__Problem__. Copy the listing below, starting with the line containing "of the gold" and going on through its last line, keeping every line. Shift each answer coordinate by adding -88, and leave the sample points in the requests unchanged.

============

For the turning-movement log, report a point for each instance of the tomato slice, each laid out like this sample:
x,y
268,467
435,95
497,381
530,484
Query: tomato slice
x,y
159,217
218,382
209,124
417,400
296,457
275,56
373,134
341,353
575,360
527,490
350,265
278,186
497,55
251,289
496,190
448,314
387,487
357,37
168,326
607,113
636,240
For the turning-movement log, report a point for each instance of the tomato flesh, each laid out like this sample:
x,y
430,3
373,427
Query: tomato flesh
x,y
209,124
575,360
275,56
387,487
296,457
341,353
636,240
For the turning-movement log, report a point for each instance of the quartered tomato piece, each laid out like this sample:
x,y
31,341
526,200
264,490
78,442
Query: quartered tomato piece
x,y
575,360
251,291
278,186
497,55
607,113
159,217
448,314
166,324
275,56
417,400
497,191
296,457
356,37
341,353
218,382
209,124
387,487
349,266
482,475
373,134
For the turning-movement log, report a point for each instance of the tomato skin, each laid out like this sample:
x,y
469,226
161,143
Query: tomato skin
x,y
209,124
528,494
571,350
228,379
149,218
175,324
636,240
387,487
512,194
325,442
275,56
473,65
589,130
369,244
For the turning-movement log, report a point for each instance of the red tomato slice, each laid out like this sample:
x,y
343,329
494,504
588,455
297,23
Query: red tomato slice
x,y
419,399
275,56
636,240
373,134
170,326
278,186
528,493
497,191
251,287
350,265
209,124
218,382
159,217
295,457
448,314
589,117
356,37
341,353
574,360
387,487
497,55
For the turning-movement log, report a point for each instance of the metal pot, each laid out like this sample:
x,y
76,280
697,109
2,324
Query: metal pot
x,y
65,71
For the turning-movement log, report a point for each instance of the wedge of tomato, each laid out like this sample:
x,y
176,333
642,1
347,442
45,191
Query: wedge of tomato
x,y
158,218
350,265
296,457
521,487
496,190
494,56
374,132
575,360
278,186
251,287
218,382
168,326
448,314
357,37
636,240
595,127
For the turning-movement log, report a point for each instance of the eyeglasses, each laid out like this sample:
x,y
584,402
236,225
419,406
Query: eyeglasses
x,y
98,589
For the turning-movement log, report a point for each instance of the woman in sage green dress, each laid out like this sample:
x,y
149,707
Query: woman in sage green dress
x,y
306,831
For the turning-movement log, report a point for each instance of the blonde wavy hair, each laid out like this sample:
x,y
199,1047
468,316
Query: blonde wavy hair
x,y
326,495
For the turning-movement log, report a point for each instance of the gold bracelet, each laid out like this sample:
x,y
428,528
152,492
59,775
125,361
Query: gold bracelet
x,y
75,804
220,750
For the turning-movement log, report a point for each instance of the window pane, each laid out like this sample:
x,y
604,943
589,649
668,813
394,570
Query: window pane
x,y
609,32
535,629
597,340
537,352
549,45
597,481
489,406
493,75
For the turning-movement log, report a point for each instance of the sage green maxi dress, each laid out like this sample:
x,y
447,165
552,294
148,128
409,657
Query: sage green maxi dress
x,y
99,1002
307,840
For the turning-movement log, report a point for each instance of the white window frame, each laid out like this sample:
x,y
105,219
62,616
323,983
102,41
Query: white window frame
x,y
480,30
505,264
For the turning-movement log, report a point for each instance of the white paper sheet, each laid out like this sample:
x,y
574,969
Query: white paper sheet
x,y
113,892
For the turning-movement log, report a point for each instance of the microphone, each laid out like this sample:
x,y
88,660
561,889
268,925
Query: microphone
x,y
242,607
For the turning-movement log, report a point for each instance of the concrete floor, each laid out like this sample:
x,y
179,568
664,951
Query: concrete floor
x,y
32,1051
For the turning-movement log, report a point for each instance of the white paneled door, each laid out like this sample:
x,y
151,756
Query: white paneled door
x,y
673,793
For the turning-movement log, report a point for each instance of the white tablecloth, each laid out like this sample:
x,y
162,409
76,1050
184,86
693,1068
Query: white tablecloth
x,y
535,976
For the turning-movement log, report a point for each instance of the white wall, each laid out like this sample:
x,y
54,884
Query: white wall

============

__Worked solution__.
For the turning-movement log, report a point for each instance of the gold bracelet, each laid out like this sample:
x,y
428,528
152,492
59,775
125,361
Query: gold bracelet
x,y
-13,716
132,662
For the turning-movement log, report a point for each instance of the window pane, each laid out like this sample:
x,y
604,943
589,649
668,813
394,570
Query: window pane
x,y
521,-56
447,541
509,252
449,264
461,-43
509,393
401,318
405,-13
For the turning-movement log, report a point for each instance of the sage green maxi dress, each laid out like this sample:
x,y
447,165
552,294
148,128
409,657
Query: sage green maxi dress
x,y
11,914
219,752
For the turning-movement log, report a point for each instance of the white window frame, each laid out like this sample:
x,y
105,219
62,616
323,983
102,41
Query: white window frame
x,y
392,-58
417,176
For the turning-movement log, report a point for each instance of the white paper sheet, each laid out like this sample:
x,y
574,969
Query: white paper sheet
x,y
25,804
For the turning-movement log, report a point for each instance of the microphone, each laid out like this sample:
x,y
88,660
561,889
268,925
Query: microphone
x,y
154,519
For the turning-movement log, report a point for each instance of the concrete floor, each laid out like this sample:
x,y
179,568
664,951
Query: concrete floor
x,y
-56,963
For the turning-movement log, report a point for each instance of the white paneled door, each laid out like this sample:
x,y
151,756
Query: white paneled door
x,y
585,705
For the turning-movement log, report a point for each instance of the white tablecloth, each laid out like this sample:
x,y
162,409
76,1050
184,86
693,1068
Query: white tablecloth
x,y
447,888
For the turning-movement log, report a point for each instance of the white wall, each laid out like this sample:
x,y
54,884
Query: white wall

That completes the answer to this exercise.